# PROVIDED MATERIAL start

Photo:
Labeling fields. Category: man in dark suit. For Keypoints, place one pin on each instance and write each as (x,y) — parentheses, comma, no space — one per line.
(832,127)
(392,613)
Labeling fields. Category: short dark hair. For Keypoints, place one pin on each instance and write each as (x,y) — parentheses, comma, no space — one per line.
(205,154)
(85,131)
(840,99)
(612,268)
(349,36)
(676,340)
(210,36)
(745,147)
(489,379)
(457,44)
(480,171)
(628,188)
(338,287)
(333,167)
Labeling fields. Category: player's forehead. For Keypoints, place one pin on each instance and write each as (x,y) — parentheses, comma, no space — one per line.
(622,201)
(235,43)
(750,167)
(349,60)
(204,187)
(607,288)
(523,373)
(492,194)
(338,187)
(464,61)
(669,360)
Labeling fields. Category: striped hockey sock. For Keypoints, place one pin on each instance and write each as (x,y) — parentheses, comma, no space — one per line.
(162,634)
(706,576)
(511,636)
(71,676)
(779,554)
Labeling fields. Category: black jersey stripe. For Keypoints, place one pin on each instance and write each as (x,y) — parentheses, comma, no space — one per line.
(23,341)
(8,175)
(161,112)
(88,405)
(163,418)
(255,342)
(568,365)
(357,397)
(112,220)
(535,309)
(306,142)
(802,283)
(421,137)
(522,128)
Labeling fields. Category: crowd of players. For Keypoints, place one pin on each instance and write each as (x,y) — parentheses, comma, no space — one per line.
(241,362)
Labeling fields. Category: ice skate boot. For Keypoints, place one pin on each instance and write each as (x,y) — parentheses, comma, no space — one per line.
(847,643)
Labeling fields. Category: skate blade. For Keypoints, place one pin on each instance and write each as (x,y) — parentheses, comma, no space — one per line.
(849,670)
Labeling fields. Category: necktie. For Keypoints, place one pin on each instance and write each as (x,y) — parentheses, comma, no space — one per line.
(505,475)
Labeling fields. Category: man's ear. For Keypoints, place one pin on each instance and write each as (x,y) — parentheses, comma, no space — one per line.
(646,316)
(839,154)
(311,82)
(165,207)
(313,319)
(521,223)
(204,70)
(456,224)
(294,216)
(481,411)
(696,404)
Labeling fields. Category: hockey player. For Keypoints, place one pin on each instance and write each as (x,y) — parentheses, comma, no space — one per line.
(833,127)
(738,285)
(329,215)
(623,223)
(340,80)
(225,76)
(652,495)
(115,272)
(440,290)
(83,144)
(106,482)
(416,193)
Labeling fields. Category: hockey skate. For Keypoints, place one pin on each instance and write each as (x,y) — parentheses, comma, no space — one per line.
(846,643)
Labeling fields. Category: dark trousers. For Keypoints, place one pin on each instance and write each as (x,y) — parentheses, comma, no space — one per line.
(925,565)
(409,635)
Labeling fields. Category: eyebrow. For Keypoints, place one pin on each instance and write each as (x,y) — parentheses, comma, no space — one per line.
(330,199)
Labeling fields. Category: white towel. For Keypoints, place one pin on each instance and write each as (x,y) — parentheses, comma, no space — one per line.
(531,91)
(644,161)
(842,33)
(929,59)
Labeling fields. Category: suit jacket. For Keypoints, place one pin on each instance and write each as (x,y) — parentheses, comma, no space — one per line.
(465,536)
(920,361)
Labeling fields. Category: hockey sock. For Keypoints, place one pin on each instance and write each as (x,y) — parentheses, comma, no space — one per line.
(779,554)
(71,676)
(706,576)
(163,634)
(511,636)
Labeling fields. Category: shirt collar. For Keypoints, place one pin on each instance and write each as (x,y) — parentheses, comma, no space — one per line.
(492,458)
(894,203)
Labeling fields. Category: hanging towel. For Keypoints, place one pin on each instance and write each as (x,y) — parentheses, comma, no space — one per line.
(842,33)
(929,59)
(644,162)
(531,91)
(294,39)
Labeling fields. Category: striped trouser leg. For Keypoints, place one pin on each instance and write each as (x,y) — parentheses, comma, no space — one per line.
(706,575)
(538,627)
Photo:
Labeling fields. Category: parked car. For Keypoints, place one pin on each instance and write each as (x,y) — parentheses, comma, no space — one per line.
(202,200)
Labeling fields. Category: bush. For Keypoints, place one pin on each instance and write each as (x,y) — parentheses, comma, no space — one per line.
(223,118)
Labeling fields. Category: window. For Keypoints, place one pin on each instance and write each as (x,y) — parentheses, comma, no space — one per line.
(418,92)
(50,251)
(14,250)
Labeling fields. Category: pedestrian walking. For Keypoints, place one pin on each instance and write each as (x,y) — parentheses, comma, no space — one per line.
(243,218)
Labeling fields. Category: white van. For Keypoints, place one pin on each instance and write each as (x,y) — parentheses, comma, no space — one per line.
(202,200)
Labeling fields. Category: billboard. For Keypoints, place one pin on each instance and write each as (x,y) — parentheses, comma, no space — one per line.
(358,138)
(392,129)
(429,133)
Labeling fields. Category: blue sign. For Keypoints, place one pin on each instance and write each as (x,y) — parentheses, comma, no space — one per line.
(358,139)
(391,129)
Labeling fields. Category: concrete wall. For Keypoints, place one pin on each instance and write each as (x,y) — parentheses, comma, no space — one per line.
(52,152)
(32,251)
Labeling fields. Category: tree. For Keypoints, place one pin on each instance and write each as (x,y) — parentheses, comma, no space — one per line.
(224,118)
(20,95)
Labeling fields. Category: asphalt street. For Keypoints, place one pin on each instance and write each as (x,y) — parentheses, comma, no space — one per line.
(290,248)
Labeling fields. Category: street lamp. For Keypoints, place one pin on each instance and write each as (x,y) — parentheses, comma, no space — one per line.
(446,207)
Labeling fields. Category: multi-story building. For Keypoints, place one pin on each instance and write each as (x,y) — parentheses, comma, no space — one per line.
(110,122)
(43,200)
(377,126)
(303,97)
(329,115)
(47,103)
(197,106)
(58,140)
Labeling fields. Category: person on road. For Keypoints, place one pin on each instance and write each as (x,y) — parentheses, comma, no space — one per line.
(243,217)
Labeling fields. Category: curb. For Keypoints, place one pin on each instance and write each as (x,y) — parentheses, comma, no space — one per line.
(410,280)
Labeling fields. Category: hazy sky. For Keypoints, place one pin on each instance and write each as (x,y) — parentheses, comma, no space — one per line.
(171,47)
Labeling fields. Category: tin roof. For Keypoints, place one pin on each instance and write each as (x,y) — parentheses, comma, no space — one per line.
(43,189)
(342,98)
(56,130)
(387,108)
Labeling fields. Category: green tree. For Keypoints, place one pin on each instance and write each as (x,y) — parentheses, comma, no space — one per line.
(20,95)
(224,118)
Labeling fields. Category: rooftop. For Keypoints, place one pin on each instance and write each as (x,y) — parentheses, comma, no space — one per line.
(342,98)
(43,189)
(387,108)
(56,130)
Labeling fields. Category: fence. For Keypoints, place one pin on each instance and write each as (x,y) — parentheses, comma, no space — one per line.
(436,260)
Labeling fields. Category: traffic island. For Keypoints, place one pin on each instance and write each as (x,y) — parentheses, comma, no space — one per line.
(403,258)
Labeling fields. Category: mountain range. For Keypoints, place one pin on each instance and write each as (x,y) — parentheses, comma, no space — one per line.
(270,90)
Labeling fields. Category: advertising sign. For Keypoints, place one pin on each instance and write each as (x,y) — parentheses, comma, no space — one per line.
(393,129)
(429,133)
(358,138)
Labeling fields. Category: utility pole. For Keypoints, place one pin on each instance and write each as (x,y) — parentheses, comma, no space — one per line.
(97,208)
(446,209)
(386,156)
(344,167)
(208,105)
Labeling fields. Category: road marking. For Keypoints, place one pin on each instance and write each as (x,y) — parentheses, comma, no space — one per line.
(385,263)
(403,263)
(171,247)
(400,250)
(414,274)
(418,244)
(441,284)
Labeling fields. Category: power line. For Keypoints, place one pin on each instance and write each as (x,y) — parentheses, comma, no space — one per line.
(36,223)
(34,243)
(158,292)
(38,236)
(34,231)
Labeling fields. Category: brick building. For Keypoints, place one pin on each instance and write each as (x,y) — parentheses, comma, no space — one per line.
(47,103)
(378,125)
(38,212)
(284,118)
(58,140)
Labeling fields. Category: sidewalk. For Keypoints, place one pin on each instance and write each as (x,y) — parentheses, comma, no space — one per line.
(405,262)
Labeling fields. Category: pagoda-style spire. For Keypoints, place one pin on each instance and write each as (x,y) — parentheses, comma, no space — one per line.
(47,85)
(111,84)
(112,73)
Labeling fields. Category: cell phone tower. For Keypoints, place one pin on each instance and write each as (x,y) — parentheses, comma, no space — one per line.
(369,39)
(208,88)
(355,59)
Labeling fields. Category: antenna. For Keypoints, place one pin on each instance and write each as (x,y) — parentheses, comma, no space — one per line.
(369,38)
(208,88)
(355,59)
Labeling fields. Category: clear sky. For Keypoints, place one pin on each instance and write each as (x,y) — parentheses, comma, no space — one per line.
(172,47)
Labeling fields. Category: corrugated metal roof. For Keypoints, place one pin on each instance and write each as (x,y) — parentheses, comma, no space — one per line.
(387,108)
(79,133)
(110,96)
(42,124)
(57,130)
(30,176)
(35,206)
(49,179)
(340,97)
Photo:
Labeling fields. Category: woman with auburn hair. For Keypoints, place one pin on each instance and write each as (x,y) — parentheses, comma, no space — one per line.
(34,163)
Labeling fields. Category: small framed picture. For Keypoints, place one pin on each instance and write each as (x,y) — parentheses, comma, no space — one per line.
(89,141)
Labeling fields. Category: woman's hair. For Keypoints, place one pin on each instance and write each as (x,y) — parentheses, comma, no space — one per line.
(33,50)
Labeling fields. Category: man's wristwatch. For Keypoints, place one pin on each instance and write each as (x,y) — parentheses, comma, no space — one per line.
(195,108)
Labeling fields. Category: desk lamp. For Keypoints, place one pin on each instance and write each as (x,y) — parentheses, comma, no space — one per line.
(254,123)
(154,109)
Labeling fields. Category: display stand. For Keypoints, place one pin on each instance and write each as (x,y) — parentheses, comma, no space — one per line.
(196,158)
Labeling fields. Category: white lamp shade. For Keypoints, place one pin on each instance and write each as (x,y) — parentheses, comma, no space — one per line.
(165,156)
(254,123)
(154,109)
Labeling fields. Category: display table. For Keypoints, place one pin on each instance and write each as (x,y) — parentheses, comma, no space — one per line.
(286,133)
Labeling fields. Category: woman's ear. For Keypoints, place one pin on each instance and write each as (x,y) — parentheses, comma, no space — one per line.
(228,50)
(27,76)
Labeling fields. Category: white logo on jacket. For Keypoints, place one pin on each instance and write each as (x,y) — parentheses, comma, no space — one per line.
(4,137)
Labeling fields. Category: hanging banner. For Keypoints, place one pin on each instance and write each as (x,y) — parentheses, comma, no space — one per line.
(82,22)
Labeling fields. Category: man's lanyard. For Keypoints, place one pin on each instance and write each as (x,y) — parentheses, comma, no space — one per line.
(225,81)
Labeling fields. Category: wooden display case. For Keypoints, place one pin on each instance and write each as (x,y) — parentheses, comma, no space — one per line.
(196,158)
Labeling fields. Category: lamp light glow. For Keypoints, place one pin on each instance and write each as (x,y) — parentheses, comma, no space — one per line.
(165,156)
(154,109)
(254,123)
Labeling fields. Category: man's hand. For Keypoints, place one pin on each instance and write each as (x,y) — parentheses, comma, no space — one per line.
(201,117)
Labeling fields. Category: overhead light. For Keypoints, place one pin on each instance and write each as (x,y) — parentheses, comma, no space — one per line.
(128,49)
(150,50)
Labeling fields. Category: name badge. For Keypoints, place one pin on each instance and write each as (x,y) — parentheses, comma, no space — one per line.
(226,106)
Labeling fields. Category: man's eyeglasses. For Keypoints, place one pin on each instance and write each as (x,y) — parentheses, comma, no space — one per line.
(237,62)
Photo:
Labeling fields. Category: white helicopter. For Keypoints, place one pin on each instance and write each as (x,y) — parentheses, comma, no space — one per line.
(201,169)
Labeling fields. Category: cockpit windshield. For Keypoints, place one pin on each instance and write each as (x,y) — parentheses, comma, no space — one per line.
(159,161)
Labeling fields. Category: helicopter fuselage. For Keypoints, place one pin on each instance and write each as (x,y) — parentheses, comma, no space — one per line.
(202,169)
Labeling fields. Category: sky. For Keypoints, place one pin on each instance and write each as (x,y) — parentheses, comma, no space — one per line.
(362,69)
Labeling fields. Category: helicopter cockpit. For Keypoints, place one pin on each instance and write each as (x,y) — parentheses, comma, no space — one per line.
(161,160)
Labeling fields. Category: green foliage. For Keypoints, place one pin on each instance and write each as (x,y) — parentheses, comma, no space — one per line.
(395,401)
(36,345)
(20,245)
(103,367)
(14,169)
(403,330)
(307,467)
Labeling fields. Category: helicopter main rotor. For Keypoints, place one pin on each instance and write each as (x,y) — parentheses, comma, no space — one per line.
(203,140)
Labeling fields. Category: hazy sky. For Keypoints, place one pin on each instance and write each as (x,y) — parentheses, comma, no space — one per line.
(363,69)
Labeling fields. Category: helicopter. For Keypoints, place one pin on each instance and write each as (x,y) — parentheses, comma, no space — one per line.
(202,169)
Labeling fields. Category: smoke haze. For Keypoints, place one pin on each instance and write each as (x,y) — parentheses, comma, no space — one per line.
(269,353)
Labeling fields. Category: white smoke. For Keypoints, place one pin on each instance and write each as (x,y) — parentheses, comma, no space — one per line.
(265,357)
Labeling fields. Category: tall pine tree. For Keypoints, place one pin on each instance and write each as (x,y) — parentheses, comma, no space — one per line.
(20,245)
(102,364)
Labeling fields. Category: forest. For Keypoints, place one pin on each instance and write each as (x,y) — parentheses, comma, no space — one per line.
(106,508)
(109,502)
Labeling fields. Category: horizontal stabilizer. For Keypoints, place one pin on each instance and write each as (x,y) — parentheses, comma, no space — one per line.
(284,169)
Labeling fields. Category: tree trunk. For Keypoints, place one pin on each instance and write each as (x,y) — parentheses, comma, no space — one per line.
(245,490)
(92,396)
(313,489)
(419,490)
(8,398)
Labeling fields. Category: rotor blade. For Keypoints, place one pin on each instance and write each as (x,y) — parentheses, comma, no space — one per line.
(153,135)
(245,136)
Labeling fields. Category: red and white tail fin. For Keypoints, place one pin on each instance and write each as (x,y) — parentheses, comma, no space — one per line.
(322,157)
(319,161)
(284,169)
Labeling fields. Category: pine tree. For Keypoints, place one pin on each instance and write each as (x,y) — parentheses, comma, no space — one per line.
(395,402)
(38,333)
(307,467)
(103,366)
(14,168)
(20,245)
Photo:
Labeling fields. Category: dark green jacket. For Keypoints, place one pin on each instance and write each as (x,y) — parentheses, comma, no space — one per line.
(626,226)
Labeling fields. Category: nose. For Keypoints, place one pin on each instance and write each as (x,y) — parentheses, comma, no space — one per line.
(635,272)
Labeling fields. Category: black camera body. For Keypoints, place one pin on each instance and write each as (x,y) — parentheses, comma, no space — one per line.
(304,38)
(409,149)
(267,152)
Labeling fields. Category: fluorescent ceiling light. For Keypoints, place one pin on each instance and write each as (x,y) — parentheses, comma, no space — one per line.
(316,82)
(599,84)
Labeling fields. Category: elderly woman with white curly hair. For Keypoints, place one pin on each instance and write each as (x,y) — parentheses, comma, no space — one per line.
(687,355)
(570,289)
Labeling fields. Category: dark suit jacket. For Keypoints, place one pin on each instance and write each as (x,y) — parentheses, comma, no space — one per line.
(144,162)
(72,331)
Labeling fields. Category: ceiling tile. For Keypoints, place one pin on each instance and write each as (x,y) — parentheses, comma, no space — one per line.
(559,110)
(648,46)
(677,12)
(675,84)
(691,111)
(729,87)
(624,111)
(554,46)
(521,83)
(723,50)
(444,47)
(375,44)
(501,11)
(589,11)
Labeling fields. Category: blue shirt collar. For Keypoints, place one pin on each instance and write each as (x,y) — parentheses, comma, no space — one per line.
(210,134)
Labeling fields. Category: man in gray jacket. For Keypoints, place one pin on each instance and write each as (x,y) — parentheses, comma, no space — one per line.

# PROVIDED MATERIAL end

▶ [STATED PROBLEM]:
Your task is to reproduce, exactly and exclusively, the lines from the one holding "Labeling fields. Category: fluorescent" through the final line of the listing.

▶ [EXERCISE OUTPUT]:
Labeling fields. Category: fluorescent ceiling light. For Keypoints, place one pin on each instance and write each as (x,y) — parentheses, comma, no space — one per line.
(316,82)
(599,84)
Labeling fields. Category: elderly woman with white curly hair. For Keypoints, place one pin on each instance and write each as (x,y) — parentheses, comma, no space — one per line.
(687,355)
(570,289)
Labeling fields. Category: dark suit jacket. For Keypoints, place one pin on each instance and write each as (x,y) — parentheses, comma, no space — one per line.
(144,162)
(72,331)
Labeling fields. Category: ceiling tile. For Keypoints, place one pin on each instance and write each as (x,y) — parentheses, comma, no space — one per line.
(559,110)
(648,46)
(677,12)
(675,84)
(691,111)
(729,87)
(624,111)
(554,46)
(521,83)
(723,50)
(444,47)
(375,44)
(501,11)
(589,11)
Labeling fields. Category: blue shirt collar. For Keypoints, place one pin on each instance and write each as (x,y) — parentheses, comma, no space — one per line.
(210,134)
Labeling fields. Category: man in gray jacket. For Keypoints, place one pin on each instance and write each as (x,y) — parentheses, comma, no space — one per line.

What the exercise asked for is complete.